» Written problem A: In the memoir excerpt below, how much was the first gardening budget the Rosenblums gave the author?
» Written problem B: Please rewrite everything in the memoir excerpt from "In my school’s" down to "held me spellbound.", replacing "sophomore" with "student".

Working in our large suburban garden was a daily affair when I was
growing up in the 1960s and 1970s. My father, an English migrant to
the United States, has gardening in his blood, and from the time I was
small he taught me the art of raising vegetables, flowers, bees and
animals as well as basic gardening techniques. “Dad,” as he is fondly
called by everyone, has lived with me in Bangkok since 1995 and I am
still learning from him!
As a teenager I would make our yard look so good that people
would stop in the street and take photographs of it. By high school I was
employed by almost all the residents on our street, which in the
springtime was a riot of color. My best clients, the Rosenblums, gave
me my first gardening budget of $25, which I promptly spent on
ranaculus tubers and tulips.
In my school’s career education class, I was assigned to telephone
people in various professions and ask them to speak to our class. One
day, purely by accident, I reached M. Purkiss Rose, Landscape
Architects. I asked the man on the line, Roco Campanazi, what a
landscape architect was, and he went on to explain the profession, as
best he could, to a very naïve sophomore. He ended up coming to
speak to my class, and the slides of his gardens at Knotts Berry Farm
held me spellbound.
Inspired, I was soon enrolled at Cal Poly Ponoma, which has an
excellent landscape architectural program. I loved the subject. It
combined my artistic talents with my passion for gardening. And I did
well, winning a number of awards, a first place in a national design
competition and then a full scholarship to a Boston college—Harvard!
Here, I was the youngest in my class of 35 and was way over my head.
My classmates hailed from all over the world. One of them was Lek
Bunnag from Thailand. Lek was the brightest in our class and meeting
him was the highlight of my graduate studies. We have been firm
friends ever since and he has taught me far more than I ever learned at
Harvard. We graduated in 1984, and not having any solid plans, I
accepted Lek’s offer to join him and his lovely wife Louisa in Singapore.
First, though, I hitchhiked through Europe for four months on $8.34 a
day and had the time of my life before eventually landing in Singapore,
completely out of funds. A day later, I landed a job in a landscape
architectural company, Belt Collins. Ray Cain and his team were very
good to me. They gave me my first pay check in advance, then sent me
around the region designing gardens for five-star resorts for five funfilled years.
This dramatic day bed at Villa Rosha (page 72), dressed with muslin
curtains and plump turquoise cushions, looks out over the elaborate
stepped Batik Lawns designed to accommodate large gatherings. Stones
of decreasing size, piled on top of each other, form sinuous balustrades
on the “Gone With the Wind” staircase.
At the Anantara Hua Hin in Thailand (page 192), we placed both the
Mandara Spa and the resort’s oval swimming pool on the edge of
extensive waterways, blurring the boundaries between nature and the
built environment.
In those years I became a true Baliphile, reading everything I could
lay my hands on about the Indonesian island and exploring every corner
of it. I was thoroughly smitten by its people, culture and landscape. I went
on to learn the language fluently—both spoken and written, including the
language of Balinese architecture—and designed a whole series of
gardens.
In 1989, Thailand—Lek Bunnag’s homeland—woke up economically,
and I started my own studio, tiny at first—35 people in a parking garage
—under the wing of Dang Kongsak of Leo Design. Lek started his own
company in the same garage. It was there that I drafted the plans for the
rice fields of the Regent Chiang Mai for my long-time client and friend Bill
Heinecke.

» Supplied records:
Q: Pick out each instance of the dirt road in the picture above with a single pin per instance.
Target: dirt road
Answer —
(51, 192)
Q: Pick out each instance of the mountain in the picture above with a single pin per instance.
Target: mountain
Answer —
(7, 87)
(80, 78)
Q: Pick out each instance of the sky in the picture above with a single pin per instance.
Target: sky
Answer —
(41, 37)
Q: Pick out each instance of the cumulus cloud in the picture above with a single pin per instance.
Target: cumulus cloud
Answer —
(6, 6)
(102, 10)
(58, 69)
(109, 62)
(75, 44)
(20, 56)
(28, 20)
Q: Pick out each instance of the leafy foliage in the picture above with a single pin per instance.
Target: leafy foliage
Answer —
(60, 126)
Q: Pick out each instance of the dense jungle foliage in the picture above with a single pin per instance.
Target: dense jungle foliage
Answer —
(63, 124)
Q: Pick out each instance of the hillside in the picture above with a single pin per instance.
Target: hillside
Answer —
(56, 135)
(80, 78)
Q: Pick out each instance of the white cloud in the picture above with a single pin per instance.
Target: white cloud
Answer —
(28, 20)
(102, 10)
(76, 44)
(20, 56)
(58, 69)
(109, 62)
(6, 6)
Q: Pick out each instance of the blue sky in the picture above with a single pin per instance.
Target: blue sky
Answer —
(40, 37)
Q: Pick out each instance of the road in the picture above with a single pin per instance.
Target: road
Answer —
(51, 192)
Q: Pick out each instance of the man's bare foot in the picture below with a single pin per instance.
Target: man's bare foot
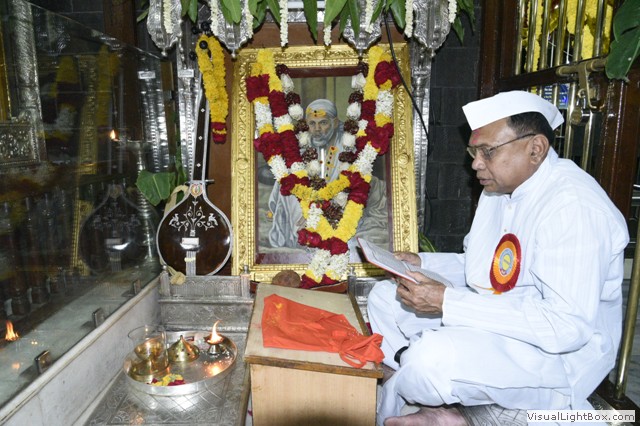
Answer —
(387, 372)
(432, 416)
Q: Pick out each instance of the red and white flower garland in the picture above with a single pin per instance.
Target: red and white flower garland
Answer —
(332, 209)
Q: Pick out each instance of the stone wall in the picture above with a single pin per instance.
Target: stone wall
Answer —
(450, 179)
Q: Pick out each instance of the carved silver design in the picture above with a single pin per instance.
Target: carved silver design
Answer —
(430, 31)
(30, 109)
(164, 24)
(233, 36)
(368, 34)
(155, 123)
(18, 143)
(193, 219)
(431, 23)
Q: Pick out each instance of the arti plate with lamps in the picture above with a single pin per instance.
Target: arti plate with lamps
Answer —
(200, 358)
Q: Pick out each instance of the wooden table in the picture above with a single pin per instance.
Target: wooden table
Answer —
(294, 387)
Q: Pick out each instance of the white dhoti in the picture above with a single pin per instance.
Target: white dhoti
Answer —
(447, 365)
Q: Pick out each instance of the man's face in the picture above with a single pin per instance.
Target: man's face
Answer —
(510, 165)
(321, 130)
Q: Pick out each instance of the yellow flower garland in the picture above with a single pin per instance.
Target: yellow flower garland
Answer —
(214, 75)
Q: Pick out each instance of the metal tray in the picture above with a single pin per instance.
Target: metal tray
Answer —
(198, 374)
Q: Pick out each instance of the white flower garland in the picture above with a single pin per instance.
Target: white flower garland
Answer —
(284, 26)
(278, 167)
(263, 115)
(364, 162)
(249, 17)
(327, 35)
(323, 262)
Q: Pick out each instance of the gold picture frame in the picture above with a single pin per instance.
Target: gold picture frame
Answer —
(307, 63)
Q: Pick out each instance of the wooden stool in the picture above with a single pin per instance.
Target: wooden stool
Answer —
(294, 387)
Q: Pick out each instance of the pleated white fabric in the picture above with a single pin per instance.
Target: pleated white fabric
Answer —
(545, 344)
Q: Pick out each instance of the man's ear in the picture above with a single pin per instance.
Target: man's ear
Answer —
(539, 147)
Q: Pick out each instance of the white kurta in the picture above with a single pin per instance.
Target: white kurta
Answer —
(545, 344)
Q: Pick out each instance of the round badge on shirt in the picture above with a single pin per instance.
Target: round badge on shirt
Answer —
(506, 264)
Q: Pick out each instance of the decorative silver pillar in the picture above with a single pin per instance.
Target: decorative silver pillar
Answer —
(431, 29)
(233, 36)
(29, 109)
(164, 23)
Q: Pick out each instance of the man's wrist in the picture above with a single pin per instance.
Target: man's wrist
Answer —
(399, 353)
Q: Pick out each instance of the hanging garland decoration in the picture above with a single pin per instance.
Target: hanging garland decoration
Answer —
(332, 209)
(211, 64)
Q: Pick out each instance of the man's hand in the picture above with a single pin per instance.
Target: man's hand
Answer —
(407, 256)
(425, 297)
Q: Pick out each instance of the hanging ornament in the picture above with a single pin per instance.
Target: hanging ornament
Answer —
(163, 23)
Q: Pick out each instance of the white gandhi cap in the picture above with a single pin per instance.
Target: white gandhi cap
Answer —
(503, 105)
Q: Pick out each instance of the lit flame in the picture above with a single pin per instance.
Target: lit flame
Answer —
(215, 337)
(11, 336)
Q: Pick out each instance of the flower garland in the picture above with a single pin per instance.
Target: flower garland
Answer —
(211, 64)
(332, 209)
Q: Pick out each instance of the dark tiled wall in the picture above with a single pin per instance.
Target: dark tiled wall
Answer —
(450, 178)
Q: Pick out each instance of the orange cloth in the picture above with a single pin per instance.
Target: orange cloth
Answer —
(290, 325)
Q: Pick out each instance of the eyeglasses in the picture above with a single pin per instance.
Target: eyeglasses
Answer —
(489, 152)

» Worked solution A: $25

» Worked solution B:
In my school’s career education class, I was assigned to telephone
people in various professions and ask them to speak to our class. One
day, purely by accident, I reached M. Purkiss Rose, Landscape
Architects. I asked the man on the line, Roco Campanazi, what a
landscape architect was, and he went on to explain the profession, as
best he could, to a very naïve student. He ended up coming to
speak to my class, and the slides of his gardens at Knotts Berry Farm
held me spellbound.